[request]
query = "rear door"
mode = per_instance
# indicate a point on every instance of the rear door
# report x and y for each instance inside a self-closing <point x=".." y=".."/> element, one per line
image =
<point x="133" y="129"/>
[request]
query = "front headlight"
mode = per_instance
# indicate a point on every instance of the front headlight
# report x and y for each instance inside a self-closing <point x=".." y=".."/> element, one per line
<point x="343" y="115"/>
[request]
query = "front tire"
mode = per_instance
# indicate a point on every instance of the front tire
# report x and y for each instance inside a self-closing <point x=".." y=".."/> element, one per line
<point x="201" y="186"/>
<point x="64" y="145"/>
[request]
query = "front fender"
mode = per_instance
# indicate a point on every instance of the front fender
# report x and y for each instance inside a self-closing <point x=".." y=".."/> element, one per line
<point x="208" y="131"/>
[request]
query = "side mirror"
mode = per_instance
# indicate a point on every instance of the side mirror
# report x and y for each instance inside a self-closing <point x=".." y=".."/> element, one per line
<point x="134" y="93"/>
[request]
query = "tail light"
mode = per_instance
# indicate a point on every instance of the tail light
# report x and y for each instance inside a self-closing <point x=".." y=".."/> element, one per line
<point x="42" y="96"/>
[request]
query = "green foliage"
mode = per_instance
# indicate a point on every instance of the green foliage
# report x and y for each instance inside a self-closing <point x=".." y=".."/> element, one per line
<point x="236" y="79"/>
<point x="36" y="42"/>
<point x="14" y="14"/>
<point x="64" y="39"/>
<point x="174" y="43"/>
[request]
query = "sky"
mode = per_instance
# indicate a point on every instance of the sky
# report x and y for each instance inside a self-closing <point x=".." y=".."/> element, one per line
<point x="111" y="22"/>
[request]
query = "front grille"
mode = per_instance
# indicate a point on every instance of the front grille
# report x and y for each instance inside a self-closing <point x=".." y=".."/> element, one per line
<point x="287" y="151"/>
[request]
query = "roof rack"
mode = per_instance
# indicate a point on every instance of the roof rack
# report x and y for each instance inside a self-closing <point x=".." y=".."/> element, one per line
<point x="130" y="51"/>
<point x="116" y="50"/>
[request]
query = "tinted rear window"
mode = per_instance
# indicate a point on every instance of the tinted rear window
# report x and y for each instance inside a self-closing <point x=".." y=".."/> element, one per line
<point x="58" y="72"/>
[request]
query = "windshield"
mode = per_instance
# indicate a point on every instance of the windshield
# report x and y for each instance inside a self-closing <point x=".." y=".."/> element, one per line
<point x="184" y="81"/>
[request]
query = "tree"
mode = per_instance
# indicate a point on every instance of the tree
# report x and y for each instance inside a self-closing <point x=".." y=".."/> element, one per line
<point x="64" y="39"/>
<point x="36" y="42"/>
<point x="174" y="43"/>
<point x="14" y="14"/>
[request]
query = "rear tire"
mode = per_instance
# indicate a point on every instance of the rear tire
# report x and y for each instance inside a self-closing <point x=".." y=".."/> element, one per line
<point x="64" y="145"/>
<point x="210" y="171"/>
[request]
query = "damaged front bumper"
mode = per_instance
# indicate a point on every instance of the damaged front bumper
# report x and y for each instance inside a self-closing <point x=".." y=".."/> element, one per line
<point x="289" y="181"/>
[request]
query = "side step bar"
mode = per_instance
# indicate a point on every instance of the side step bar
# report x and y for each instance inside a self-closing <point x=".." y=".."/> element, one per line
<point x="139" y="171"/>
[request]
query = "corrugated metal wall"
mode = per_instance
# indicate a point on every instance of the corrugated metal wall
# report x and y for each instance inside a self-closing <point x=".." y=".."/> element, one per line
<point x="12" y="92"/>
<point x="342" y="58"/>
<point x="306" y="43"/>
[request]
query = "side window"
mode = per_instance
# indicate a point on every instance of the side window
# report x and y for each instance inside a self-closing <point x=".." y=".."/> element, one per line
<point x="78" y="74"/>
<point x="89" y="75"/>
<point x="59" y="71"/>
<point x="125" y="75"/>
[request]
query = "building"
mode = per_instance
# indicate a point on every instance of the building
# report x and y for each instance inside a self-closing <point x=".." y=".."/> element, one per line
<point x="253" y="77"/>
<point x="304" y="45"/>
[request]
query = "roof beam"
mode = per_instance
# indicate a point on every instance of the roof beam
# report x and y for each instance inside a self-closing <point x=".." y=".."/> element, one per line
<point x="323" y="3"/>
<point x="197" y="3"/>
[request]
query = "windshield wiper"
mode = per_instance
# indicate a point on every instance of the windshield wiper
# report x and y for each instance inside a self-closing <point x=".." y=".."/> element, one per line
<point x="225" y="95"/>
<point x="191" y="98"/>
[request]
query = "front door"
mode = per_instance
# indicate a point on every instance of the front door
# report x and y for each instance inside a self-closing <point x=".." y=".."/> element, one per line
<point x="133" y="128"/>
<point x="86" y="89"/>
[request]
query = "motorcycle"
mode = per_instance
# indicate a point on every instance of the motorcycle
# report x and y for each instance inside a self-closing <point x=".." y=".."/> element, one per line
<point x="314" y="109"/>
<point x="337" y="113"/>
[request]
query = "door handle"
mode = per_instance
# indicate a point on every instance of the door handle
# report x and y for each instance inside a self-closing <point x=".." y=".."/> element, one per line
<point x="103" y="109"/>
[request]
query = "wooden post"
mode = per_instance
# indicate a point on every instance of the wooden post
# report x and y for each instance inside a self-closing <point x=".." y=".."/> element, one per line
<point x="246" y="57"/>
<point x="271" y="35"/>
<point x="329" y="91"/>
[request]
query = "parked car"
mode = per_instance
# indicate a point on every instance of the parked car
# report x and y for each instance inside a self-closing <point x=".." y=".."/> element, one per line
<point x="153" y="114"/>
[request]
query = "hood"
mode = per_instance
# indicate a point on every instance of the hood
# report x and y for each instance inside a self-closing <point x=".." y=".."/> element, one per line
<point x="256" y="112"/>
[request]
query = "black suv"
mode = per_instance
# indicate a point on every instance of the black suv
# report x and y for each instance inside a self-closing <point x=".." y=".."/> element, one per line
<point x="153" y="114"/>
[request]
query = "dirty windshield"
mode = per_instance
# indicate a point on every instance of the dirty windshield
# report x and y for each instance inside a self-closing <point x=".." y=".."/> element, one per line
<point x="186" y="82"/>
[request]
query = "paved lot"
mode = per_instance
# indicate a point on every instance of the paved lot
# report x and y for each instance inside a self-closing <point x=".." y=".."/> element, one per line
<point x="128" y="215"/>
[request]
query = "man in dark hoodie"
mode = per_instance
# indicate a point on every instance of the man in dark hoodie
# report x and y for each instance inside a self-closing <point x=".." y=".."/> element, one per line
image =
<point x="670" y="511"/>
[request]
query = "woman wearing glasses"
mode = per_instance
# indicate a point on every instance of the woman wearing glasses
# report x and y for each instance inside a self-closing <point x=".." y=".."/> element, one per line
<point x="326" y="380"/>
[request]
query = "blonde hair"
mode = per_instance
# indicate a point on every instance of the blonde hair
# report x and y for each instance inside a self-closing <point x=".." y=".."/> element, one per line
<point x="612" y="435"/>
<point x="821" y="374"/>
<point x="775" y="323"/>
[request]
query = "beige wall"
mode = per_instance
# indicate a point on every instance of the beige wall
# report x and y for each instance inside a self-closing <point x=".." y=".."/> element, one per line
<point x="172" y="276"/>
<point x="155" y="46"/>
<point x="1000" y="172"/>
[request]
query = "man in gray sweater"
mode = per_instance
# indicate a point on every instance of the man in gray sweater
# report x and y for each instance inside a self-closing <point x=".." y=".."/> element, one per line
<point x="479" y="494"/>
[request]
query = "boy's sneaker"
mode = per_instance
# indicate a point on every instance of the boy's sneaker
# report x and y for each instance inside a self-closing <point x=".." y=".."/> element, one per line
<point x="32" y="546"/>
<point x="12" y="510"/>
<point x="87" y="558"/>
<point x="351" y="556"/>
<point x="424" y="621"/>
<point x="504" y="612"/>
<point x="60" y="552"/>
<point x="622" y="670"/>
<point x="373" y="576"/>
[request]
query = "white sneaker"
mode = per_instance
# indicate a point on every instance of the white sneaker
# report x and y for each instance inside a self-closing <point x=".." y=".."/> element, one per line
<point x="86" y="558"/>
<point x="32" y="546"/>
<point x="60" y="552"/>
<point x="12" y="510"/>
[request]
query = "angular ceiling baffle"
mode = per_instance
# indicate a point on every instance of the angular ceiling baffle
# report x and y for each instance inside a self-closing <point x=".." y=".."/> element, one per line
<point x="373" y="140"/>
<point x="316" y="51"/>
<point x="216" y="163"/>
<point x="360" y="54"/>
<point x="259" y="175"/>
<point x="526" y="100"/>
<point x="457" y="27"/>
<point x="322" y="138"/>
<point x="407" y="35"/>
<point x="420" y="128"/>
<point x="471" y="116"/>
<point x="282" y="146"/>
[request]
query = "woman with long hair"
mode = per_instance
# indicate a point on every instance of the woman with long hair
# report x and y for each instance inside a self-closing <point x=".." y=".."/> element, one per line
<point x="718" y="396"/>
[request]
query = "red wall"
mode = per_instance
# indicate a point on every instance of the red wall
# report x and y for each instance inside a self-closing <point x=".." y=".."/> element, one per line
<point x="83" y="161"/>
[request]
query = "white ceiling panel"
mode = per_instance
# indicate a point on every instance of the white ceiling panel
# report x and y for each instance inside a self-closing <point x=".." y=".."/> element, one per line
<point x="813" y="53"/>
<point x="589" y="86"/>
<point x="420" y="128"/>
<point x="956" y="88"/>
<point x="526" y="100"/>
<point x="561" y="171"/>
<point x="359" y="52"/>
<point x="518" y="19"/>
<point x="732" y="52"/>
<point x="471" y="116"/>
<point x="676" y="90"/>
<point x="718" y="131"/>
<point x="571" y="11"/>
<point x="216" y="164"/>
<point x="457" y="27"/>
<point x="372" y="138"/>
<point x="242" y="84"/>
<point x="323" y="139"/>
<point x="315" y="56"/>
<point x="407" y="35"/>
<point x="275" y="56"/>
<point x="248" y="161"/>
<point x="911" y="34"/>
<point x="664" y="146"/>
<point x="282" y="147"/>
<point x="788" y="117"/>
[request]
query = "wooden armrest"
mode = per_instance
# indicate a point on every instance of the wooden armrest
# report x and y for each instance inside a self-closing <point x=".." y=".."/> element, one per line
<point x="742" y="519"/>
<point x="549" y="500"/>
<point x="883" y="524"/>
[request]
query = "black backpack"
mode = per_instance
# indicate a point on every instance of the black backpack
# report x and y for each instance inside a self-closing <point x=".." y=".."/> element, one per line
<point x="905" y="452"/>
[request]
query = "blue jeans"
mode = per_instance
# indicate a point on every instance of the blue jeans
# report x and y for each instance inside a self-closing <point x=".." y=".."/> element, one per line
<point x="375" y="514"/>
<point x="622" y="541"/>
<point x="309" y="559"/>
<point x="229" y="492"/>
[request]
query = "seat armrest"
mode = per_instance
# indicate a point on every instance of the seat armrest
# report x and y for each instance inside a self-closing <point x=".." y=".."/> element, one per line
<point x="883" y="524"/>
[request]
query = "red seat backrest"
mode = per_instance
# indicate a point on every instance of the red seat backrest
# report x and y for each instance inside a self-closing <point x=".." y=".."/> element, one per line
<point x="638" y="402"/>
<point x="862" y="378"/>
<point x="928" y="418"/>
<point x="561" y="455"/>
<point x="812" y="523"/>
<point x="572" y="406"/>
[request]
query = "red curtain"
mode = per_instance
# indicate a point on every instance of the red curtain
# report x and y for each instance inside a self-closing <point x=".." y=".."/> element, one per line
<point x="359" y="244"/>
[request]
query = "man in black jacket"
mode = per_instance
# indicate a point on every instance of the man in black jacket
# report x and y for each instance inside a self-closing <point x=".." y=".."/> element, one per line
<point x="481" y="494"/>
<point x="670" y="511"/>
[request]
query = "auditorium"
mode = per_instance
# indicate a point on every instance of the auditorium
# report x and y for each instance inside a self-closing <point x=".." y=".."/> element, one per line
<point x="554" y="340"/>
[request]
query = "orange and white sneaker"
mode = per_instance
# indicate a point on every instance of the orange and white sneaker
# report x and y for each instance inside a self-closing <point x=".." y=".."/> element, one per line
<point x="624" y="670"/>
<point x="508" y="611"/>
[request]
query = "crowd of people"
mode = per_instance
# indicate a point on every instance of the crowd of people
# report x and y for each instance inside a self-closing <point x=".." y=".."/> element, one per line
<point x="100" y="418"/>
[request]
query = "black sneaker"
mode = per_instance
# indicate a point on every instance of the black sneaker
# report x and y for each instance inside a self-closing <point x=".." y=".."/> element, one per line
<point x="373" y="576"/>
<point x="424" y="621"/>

> [Task statement]: All lines that hold the word "front" should be copied from the data.

> [Written solution]:
query = "front headlight"
# indicate a point on every instance of the front headlight
query = "front tire"
# indicate a point on every instance of the front tire
query = "front fender"
# indicate a point on every instance of the front fender
query = "front grille"
# indicate a point on every instance of the front grille
query = "damaged front bumper"
# indicate a point on every instance of the damaged front bumper
query = "front door"
# indicate a point on every instance of the front door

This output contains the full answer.